Goal of the exercise
Report how many lines of the entries below contain the word "painted", and nothing more.

Data to use
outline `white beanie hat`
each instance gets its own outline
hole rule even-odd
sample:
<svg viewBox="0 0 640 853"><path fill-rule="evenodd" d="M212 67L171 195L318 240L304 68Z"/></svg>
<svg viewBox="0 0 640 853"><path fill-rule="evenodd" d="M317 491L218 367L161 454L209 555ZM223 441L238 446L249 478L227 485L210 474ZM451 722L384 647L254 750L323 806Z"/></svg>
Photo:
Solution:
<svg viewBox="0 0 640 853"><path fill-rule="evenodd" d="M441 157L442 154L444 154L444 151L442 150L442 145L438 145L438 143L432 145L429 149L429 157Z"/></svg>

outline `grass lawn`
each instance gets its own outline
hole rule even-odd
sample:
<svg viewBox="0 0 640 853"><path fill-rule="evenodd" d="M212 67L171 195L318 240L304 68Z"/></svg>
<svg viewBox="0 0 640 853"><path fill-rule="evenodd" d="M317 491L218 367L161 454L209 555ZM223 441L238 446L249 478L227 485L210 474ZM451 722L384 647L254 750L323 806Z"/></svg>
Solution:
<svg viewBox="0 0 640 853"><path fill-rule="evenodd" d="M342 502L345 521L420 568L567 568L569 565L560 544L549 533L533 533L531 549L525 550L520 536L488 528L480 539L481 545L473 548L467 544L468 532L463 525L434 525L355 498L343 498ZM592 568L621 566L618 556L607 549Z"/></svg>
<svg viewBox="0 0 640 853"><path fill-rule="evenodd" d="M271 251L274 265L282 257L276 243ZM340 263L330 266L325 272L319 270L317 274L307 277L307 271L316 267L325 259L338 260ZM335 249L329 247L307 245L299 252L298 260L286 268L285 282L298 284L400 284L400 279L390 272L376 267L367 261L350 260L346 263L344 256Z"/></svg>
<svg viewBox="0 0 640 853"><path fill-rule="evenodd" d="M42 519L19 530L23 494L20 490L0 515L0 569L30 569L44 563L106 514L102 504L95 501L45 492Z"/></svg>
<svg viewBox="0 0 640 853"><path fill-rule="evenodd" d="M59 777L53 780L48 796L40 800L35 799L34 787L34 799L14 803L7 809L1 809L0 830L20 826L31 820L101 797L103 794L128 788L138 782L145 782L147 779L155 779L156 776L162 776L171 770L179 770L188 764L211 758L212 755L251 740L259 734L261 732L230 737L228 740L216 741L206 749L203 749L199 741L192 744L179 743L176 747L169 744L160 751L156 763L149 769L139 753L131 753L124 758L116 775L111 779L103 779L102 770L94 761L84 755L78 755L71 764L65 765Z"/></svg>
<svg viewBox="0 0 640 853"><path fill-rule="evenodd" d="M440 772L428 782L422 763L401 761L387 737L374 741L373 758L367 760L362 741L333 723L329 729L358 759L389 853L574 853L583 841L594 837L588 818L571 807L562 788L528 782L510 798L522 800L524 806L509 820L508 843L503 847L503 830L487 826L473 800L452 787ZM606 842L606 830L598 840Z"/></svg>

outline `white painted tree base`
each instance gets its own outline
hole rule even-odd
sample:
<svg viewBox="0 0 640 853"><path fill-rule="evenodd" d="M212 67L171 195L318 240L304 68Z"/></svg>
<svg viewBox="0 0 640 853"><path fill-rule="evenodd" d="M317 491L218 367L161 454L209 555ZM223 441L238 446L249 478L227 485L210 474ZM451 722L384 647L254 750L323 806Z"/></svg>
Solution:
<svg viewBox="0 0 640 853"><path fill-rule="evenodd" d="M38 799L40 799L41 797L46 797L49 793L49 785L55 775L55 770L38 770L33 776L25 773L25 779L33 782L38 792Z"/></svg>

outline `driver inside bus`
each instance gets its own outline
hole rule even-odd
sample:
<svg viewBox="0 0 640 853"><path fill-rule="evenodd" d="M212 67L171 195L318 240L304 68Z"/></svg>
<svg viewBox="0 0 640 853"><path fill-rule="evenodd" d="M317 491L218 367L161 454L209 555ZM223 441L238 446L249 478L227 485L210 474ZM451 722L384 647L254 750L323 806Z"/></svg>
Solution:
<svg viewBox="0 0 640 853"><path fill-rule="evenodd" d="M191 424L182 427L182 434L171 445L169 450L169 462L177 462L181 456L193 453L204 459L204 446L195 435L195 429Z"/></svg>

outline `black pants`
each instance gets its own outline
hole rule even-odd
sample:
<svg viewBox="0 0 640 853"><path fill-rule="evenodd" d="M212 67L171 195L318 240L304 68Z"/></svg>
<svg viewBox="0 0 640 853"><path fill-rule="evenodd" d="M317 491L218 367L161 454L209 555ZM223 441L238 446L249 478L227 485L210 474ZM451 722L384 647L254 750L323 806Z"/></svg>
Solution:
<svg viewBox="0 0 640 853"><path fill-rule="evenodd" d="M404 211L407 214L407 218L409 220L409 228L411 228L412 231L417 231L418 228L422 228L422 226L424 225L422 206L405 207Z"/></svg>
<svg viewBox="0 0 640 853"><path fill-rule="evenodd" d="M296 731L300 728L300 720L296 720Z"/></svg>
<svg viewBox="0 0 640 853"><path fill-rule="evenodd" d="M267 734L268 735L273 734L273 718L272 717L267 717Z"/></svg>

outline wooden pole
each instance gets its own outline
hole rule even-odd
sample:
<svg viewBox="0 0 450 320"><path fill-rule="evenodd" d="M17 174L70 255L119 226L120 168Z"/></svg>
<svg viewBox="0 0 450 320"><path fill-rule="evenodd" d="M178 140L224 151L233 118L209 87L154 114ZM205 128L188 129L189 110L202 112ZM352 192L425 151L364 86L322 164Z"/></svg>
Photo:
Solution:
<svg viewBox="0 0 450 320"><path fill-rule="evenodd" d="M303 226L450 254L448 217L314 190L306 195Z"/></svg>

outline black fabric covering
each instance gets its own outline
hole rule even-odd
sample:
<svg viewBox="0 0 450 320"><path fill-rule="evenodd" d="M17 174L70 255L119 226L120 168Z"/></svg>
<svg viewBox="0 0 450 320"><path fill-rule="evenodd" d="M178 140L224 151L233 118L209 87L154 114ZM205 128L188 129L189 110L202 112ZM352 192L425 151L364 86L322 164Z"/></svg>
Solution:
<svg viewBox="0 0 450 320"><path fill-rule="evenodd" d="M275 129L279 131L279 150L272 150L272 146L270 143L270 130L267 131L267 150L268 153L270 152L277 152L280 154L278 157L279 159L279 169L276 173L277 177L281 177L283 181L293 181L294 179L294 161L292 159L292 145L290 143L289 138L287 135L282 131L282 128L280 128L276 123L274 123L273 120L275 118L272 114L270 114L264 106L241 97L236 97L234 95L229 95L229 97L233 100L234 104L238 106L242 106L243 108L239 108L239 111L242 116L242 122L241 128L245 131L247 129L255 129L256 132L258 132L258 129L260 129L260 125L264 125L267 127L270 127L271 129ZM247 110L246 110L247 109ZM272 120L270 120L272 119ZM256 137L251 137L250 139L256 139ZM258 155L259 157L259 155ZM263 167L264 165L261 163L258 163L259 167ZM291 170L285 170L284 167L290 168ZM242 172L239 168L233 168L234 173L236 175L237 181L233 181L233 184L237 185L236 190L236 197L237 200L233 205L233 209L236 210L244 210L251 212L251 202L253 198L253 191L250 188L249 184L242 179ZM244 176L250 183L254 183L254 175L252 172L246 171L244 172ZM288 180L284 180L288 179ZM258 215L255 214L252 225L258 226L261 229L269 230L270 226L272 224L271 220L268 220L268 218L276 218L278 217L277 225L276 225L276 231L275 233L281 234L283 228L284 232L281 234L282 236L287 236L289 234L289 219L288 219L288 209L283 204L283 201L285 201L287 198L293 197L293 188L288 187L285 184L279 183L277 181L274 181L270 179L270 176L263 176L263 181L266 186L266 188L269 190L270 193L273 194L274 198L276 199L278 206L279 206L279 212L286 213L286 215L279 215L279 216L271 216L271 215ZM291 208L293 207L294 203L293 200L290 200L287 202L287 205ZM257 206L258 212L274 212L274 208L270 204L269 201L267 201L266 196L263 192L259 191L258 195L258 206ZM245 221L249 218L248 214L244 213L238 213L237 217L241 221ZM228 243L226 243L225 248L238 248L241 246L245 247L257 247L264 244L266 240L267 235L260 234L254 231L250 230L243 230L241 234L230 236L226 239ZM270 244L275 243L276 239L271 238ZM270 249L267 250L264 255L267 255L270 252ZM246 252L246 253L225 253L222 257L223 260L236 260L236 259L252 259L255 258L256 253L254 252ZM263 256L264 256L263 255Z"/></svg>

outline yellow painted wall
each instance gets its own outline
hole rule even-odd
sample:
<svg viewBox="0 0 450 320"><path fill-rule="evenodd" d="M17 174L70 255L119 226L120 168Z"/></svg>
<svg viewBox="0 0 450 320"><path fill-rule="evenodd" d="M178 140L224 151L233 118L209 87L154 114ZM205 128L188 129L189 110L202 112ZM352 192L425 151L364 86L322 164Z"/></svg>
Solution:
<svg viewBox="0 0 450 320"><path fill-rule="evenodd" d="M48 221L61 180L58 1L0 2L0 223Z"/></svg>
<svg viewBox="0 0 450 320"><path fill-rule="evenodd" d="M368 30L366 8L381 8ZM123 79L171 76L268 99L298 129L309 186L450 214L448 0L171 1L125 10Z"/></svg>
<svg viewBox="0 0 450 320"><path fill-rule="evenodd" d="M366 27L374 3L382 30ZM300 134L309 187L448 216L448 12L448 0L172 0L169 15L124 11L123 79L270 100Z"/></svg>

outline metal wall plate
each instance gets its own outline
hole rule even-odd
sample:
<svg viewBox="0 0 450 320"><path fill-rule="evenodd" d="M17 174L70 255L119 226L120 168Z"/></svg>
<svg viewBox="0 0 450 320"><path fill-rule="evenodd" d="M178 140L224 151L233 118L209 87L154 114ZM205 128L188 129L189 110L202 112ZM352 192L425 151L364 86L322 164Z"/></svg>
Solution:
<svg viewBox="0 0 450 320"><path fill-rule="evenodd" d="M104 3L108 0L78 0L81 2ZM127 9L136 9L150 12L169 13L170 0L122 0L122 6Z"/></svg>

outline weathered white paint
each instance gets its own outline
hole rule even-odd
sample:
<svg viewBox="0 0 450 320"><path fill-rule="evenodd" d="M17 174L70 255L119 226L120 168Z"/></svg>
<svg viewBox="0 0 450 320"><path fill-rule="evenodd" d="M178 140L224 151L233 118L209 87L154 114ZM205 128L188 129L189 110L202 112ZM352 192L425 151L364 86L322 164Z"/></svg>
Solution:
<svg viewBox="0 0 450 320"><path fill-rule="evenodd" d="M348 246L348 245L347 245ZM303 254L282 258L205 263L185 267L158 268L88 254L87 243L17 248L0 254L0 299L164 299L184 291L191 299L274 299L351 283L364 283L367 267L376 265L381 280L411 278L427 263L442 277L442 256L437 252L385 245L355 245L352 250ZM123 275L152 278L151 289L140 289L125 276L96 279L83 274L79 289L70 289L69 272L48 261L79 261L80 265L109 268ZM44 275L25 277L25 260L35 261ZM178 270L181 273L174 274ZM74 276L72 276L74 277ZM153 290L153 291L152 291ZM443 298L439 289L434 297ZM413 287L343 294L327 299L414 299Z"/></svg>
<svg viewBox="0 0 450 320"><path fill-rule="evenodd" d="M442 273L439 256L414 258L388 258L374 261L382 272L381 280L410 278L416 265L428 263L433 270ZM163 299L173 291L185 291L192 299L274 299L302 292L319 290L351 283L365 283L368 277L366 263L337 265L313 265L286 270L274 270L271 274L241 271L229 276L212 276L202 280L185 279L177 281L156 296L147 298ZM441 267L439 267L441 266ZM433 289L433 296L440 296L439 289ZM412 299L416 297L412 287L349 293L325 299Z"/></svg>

Task response
2